Items from a dataset
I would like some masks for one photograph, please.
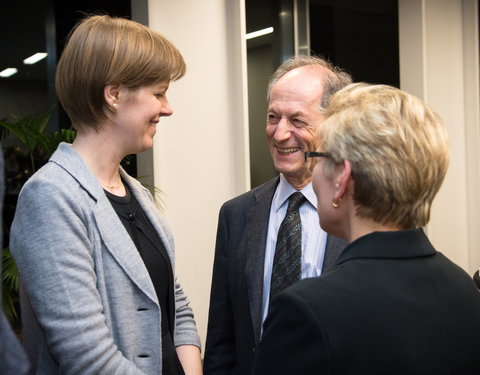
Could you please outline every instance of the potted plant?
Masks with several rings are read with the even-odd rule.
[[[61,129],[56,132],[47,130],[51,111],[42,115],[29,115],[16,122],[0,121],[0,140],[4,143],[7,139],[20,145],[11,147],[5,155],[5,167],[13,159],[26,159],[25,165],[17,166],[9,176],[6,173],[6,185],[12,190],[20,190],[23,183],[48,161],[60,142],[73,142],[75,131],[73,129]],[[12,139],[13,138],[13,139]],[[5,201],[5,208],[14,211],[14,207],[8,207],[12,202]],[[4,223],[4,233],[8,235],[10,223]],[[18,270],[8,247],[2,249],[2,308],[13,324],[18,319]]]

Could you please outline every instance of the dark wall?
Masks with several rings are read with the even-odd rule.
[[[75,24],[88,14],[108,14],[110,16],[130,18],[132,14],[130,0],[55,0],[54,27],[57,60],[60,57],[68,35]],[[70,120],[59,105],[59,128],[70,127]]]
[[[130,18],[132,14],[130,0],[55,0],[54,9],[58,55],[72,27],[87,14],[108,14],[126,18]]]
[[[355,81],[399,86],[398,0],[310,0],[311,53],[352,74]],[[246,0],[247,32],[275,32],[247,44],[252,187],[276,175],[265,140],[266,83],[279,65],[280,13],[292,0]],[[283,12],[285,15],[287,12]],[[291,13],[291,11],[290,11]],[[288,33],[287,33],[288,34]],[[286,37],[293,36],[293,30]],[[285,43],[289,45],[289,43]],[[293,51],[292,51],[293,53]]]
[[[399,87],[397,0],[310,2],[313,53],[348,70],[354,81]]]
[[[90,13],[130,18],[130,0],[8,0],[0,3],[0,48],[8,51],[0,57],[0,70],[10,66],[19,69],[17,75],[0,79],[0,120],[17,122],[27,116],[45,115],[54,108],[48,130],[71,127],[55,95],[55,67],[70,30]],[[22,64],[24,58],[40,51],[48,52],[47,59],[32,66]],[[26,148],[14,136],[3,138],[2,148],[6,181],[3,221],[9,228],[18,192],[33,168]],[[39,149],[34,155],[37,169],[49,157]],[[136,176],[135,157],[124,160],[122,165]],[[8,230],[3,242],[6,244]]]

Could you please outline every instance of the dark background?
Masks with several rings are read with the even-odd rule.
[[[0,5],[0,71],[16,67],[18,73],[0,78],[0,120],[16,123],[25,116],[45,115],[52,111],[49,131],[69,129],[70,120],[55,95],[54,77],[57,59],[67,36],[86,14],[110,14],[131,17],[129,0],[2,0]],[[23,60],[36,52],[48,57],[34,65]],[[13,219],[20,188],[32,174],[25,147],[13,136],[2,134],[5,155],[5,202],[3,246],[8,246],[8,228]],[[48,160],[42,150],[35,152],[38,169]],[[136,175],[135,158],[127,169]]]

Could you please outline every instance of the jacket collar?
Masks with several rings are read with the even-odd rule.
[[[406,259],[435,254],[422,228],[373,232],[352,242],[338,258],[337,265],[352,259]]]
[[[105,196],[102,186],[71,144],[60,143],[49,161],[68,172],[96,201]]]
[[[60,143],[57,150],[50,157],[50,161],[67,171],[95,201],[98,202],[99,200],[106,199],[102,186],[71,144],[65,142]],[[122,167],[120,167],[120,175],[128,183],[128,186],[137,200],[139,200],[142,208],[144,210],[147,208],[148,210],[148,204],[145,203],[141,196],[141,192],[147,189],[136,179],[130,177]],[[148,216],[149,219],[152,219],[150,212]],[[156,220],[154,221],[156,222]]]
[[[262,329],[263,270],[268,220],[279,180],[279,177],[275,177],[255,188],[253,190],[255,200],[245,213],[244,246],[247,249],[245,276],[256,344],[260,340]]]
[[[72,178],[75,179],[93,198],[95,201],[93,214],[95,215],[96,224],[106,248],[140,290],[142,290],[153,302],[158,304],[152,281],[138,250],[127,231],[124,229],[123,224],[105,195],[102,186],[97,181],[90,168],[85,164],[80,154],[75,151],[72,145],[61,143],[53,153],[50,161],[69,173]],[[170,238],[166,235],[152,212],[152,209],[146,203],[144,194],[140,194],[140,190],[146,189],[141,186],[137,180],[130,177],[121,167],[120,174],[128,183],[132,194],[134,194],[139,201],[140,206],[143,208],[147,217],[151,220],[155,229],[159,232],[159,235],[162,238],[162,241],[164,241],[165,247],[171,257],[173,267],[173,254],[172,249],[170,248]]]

**TASK DETAILS:**
All that belongs in the answer is the run of lines above from the line containing "Could you please outline every instance of the potted" through the line containing "Could you please outline every instance of the dark wall?", exactly as written.

**OUTPUT FOR THIS EXERCISE:**
Could you please outline every instance of the potted plant?
Masks with several rings are read with the even-odd rule.
[[[61,129],[56,132],[47,130],[51,111],[42,115],[29,115],[16,122],[0,121],[0,140],[4,143],[7,139],[20,145],[11,147],[5,155],[5,167],[13,159],[26,159],[25,165],[17,166],[9,176],[6,173],[6,185],[12,190],[20,190],[23,183],[48,161],[60,142],[73,142],[75,131],[73,129]],[[12,139],[13,138],[13,139]],[[5,201],[5,208],[14,211],[14,207],[8,207],[12,202]],[[4,223],[4,233],[8,235],[10,223]],[[18,270],[8,247],[2,249],[2,308],[13,324],[18,319]]]

Could you please outline every instance of the dark wall?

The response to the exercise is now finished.